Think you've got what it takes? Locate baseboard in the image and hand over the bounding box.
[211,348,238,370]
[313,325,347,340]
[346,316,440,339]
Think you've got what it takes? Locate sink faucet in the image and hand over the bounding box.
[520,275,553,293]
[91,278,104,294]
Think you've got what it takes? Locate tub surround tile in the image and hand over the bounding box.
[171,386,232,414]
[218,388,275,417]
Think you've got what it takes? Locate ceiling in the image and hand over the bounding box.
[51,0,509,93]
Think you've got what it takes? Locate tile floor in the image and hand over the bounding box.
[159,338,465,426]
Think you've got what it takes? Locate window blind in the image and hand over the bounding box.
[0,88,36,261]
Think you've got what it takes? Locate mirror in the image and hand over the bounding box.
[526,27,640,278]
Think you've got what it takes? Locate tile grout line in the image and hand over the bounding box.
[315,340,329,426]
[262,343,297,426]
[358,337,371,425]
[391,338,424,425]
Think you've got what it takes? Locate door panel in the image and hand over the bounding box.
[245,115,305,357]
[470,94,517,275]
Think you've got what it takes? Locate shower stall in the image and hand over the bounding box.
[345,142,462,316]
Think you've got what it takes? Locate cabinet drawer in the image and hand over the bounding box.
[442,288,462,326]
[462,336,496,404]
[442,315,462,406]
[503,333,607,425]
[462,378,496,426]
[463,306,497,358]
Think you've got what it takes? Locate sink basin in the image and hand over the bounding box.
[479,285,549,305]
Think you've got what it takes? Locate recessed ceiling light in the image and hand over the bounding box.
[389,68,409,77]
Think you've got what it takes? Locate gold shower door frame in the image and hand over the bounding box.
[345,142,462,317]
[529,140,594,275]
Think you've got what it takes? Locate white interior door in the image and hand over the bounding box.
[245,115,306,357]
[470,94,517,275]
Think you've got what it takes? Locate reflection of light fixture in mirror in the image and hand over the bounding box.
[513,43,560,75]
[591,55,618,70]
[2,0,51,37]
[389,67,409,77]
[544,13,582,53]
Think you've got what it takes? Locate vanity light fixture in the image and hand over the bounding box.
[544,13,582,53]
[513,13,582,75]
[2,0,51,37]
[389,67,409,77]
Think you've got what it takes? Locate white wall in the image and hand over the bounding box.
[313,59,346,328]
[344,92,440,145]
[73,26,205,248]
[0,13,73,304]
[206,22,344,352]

* [Required work] Show each line from the listing above that contains the word "white".

* [Written response]
Think you've got what it takes? Locate white interior door in the image and hand over the bounding box.
Think you've got what it takes? Locate white wall in the image and hand over the bounding box.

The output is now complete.